▶ _Problem_: When you retype the records that follow, keep each word as it is and drop any pictures.

▶ _Data to examine_:
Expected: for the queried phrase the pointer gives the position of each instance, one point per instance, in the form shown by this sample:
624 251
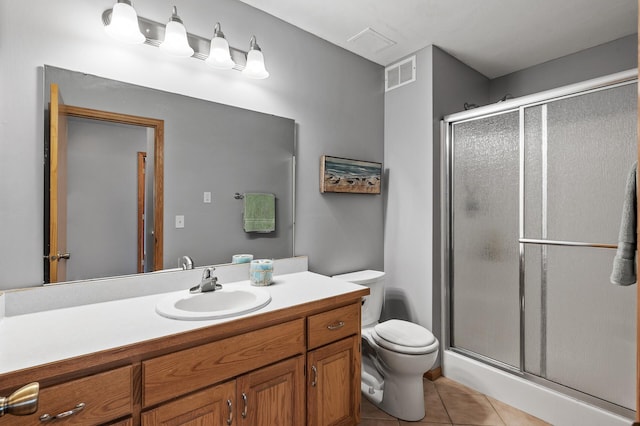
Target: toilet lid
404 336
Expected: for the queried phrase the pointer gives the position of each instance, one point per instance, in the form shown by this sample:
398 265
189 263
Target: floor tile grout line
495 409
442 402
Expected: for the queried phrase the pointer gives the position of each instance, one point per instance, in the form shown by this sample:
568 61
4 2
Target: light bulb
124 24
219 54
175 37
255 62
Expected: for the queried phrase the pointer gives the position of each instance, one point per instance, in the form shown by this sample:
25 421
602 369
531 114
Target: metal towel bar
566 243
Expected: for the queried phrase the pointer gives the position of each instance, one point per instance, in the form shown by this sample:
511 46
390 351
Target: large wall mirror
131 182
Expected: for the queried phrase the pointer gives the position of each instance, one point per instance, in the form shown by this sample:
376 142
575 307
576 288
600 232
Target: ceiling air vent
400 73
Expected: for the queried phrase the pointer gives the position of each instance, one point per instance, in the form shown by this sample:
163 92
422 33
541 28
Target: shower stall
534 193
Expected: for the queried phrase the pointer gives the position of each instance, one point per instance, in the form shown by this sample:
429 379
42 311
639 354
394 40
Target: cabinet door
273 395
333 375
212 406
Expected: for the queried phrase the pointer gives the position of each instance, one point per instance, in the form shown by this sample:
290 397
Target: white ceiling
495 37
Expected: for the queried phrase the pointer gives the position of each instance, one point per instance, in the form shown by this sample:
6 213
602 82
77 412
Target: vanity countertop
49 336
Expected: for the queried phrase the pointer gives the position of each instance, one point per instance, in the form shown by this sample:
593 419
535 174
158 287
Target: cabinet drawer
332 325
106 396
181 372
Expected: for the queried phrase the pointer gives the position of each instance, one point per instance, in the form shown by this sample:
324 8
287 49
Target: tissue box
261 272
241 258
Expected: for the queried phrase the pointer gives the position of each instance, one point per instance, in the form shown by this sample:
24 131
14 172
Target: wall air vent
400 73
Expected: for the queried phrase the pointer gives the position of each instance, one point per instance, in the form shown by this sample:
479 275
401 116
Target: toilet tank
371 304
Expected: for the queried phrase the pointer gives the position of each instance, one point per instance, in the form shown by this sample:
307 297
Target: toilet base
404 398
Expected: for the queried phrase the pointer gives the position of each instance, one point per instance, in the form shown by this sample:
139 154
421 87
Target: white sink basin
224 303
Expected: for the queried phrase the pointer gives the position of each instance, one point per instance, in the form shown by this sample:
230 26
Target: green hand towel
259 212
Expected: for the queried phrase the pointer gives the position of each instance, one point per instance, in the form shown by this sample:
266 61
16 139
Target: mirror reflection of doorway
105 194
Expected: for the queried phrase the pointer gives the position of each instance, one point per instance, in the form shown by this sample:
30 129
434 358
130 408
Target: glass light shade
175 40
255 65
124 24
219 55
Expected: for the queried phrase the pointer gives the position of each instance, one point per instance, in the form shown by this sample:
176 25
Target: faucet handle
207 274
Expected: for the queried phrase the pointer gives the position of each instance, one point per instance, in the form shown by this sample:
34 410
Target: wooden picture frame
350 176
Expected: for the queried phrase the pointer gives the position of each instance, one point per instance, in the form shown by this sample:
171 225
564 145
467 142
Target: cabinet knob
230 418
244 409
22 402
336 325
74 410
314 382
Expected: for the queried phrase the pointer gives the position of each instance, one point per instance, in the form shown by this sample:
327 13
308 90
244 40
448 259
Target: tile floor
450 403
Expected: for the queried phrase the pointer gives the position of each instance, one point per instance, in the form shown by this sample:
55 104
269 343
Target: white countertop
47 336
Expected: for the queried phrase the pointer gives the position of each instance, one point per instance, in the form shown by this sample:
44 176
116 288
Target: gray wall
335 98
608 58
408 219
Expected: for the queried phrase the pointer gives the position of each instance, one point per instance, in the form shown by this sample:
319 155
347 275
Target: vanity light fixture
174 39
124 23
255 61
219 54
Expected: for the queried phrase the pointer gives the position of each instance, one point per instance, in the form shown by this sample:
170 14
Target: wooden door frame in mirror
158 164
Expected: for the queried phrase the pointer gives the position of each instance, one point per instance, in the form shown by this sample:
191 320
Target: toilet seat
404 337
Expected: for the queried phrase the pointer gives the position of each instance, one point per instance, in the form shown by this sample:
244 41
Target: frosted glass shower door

▶ _Response area_:
Expected: for the queried phrase the pointer gives the position of each instance, one point per instance, in the form shown by this sample:
624 251
Target: toilet lid
404 336
Expected: for the queried phrase the pointer gives the position of each instance, one point per instance, in the form shown by this sample:
398 265
189 263
Target: floor tile grout line
495 409
442 402
Expected: for the queried phrase the pointer gives the position of each instance, one point per instance, in the form shown by this sample:
568 61
4 2
Target: light bulb
124 24
219 54
175 37
255 62
Expected: for the queried phrase the pointer gives the position of each instance, one point per instance, in the form shown by this sample:
25 421
602 369
531 114
Target: metal towel bar
566 243
Expected: for the queried phrase the pointer gives the position of each instance, one point per instance, in the form shown by this sample:
511 46
390 351
Target: large wall mirror
131 182
Expected: for the queried phrase the pointer gives the position of each instance, one point per instance, in the form shown by this sample:
376 142
575 307
576 288
600 232
Target: ceiling air vent
400 73
Expected: for the queried phrase the pointer gives the position of each instance, one point per instance, in the form shown by this sample:
163 92
422 33
541 28
Target: shower stall
534 193
Expected: for the queried phrase the pointer gives the position of each instance, one point per instance, in the form shown by this sample:
429 379
42 311
639 354
394 40
Target: cabinet door
273 395
333 375
212 406
Expected: for the queried phrase the pointer gives the position of each instance, one point per instance, in the form shown by this sample:
290 397
Target: white ceiling
495 37
Expected: for the queried phrase the pointer gives the position of each instance, one point per instance, in the form shown by this sample:
6 213
602 82
77 412
Target: vanity countertop
49 336
Expected: for the queried phrase the pointer gives the position of each instance, one point per instance, in the form shown by this sample:
593 419
535 174
158 287
Target: cabinet drawer
332 325
106 396
181 372
Expected: for the queried phrase the pointer gives the position of each instance, one point per instance, in the form shown by this sample:
324 8
287 49
Target: tissue box
261 272
241 258
Expected: for the queried phrase the pointer gives the position of each instance, one point per instance, in the form shown by this sample:
24 131
14 172
Target: wall air vent
400 73
Expected: for the queried phrase the pointer gives the position of each instance, one point per instance, in the form shown by this sample:
479 275
401 116
Target: toilet tank
371 304
Expected: for the queried phrase the pointer gives the position of each instance, one point per instance, in the form shown by this sample:
307 297
Target: toilet base
404 398
Expected: for the queried phrase the pointer gives the position of each instance, one point per instance, in the form shown by this sample:
139 154
421 87
Target: white sink basin
224 303
Expected: for the queried phrase the pointer gives the position of each instance, one point per instance, in the form shown by this sample:
230 26
Target: green hand towel
259 212
Expected: for the queried phrase the pointer gives the position of each instance, one point per instance, in the form shown by this sample:
266 61
16 139
Target: mirror reflection of doorway
105 194
Expected: for the queried phrase the pointer gives the position of each instance, one point per instance, in the form shown by this sample:
30 129
434 358
130 408
Target: glass light shade
175 40
255 65
124 24
219 55
Expected: for the queried phrase the pointer gives the position of each instance, one point per instance, in the form shown by this sample:
176 25
Target: faucet handle
207 274
Expected: for the queried phrase the pointer gives the position of each instance, one point per instance, in the form shown by this sample:
34 410
Target: wooden picture frame
350 176
Expected: for the queried phrase the pointer gives the position of each instance, one point per instance, in the form shown by this sample:
171 225
564 145
467 142
Target: cabinet knob
230 418
244 409
22 402
336 325
74 410
314 382
Expected: for the queried phrase the pointer gives the position of each instance, one point per instance, in the form shown by this sample:
327 13
308 90
244 40
448 259
Target: tile floor
450 403
Expected: for the queried phrase the pointer gives the position of each instance, one point per instance, in the form shown by this sample:
55 104
269 343
Target: white countertop
47 336
Expected: for the queried phrase the pointer gives the position of each instance, one point per instance, in the form shown by this sample:
44 176
116 288
Target: gray wall
335 98
608 58
408 219
Expected: for the queried phrase the pointer gives the position of each instance, one point per instance, in the form shown by this sample:
319 155
347 275
Target: vanity light fixture
174 39
124 23
255 61
219 54
Expected: for the queried phrase the pointer gives the position of each instance, one point per instance, in the form shown by this sample:
170 14
Target: wooden door frame in mirror
158 164
Expected: for the queried phrase the pointer gives the position of each instance, one point per instance, in the form shown by this sample:
191 320
Target: toilet seat
404 337
Expected: for the queried phrase the pointer gives the position of each instance, one point per instance, in the form shown by this sample:
244 41
Target: frosted glass shower door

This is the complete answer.